#### [Selected excerpt]

Let $L(s,\chi)$ denote a Dirichlet $L$-function for a real-valued non-principal character $\chi$. This has limiting value $L(\infty,\chi) = 1$ and we are interested in how this limit is approached through real values of $s$, $1 < s < \infty$ .

For example, let $\chi_4$ be the non-trivial character $(\mathrm{mod}\ 4)$ taking values $(1,0,-1,0)$ at $(1,2,3,4)$. We have $L(1,\chi_4) < 1$ and, by an alternating series argument, $L(s,\chi_4)$ is monotonically increasing for $s > 1$.

Next consider $\chi_7$ $(\mathrm{mod}\ 7)$ taking values $(1,1,-1,1,-1,-1,0)$ at $(1,2,3,4,5,6,7)$. Note that $L(1,\chi_7) > 1$. However, $L(s,\chi_7)$ is not monotone decreasing for $s > 1$, but first increases with a peak near $s = 1.1$ before decreasing. What can one say in general?

Dataset items:
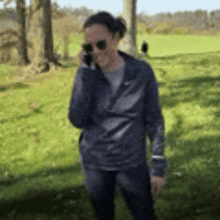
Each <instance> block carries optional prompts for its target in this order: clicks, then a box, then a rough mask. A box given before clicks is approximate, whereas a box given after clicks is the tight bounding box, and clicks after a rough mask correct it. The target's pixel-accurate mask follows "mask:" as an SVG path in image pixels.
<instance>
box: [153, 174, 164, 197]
mask: <svg viewBox="0 0 220 220" xmlns="http://www.w3.org/2000/svg"><path fill="white" fill-rule="evenodd" d="M150 181H151V192H152V195H153V196H156V195H158V194H159V193H160V192H161V190H162V187H163V186H164V185H165V183H166V180H165V179H164V178H163V177H161V176H151V177H150Z"/></svg>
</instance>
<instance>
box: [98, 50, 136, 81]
mask: <svg viewBox="0 0 220 220" xmlns="http://www.w3.org/2000/svg"><path fill="white" fill-rule="evenodd" d="M118 53H119V55H120V56H121V57H122V58H123V59H124V61H125V73H126V74H125V78H124V79H125V80H129V79H132V77H133V74H135V73H136V72H137V71H138V70H139V69H140V66H139V65H138V61H137V59H135V58H134V57H133V56H131V55H129V54H127V53H125V52H123V51H120V50H118ZM98 69H99V70H100V71H99V73H100V74H99V78H100V79H106V78H105V76H104V74H103V72H102V71H101V69H100V68H98Z"/></svg>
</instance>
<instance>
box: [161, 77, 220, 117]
mask: <svg viewBox="0 0 220 220" xmlns="http://www.w3.org/2000/svg"><path fill="white" fill-rule="evenodd" d="M166 87H167V88H168V90H169V91H170V94H169V95H161V100H162V105H163V106H165V107H170V108H172V107H175V106H176V105H178V103H184V102H185V103H186V102H189V103H192V102H195V103H198V104H199V105H201V106H203V107H210V106H215V107H219V106H220V92H215V91H213V90H212V89H213V88H219V87H220V77H211V76H206V77H193V78H189V79H183V80H178V81H175V82H173V83H169V84H167V85H166ZM216 114H217V112H216Z"/></svg>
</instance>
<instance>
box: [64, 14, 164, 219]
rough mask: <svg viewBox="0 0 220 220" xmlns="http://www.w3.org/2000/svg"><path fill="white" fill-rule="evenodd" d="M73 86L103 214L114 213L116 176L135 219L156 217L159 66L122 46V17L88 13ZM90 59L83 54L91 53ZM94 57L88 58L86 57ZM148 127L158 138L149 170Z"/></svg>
mask: <svg viewBox="0 0 220 220" xmlns="http://www.w3.org/2000/svg"><path fill="white" fill-rule="evenodd" d="M83 30H84V34H85V43H84V44H83V45H82V48H83V49H82V51H81V53H80V58H81V67H80V68H79V70H78V72H77V75H76V78H75V82H74V86H73V91H72V97H71V100H70V107H69V115H68V117H69V120H70V122H71V123H72V124H73V125H74V126H75V127H77V128H81V129H82V132H81V137H80V153H81V157H82V166H83V168H84V170H85V184H86V188H87V190H88V193H89V197H90V201H91V204H92V206H93V208H94V211H95V216H96V218H97V219H98V220H113V219H114V192H115V186H116V182H118V184H120V189H121V192H122V195H123V197H124V199H125V201H126V203H127V205H128V207H129V209H130V211H131V214H132V216H133V218H134V219H135V220H144V219H148V220H150V219H155V214H154V210H153V199H152V195H151V184H152V187H153V189H154V188H155V189H156V190H157V193H159V192H160V190H161V187H162V186H163V185H164V184H165V180H164V178H163V175H164V174H165V169H166V159H165V158H164V156H163V151H164V136H163V134H164V129H163V128H164V127H163V117H162V115H161V109H160V105H159V101H158V89H157V83H156V81H155V77H154V73H153V71H152V69H151V67H150V66H149V65H148V64H147V63H146V62H145V61H141V60H138V59H135V58H134V57H132V56H130V55H128V54H126V53H124V52H122V51H119V50H117V46H118V43H119V40H120V39H122V38H123V36H124V34H125V32H126V26H125V24H124V21H123V19H121V18H118V19H115V18H114V17H113V16H112V15H111V14H109V13H107V12H99V13H97V14H94V15H92V16H90V17H89V18H88V19H87V20H86V22H85V24H84V27H83ZM88 54H89V55H90V56H91V57H90V58H92V59H88V57H87V58H86V59H85V55H88ZM89 60H90V61H91V60H92V61H91V65H89V62H88V61H89ZM146 134H147V135H148V136H149V137H150V139H151V140H152V141H154V146H153V149H152V151H153V156H152V160H151V161H152V164H153V168H152V169H151V174H150V175H151V178H150V177H149V176H150V175H149V171H148V167H147V165H146V159H145V156H146V148H145V145H146V138H145V136H146Z"/></svg>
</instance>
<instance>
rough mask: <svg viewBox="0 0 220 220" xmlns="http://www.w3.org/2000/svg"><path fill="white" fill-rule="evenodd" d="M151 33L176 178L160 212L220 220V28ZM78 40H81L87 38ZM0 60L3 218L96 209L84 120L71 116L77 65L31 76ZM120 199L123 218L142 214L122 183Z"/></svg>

#### [Things to do]
1/ According to the text on Dirichlet L-functions, near what value of s does L(s, χ_7) peak before it begins to decrease?
2/ Write the next part of the text on Dirichlet L-functions, continuing after its closing question.

#### [Answers]
1/ Near s = 1.1.

2/
Questions: 1) Are there infinitely many $\chi$ (real-valued as above) for which $L(s,\chi)$ has no critical points on the interval $1 < s < \infty$ (i.e. monotonic)?

2) Is it possible for $L(s,\chi)$ to have more than one critical point in $(1,\infty)$? If so, is there any upper bound on the number of such critical points which holds for all $\chi$?

3) Are there any books or papers which display graphs of $L$-functions on the real line?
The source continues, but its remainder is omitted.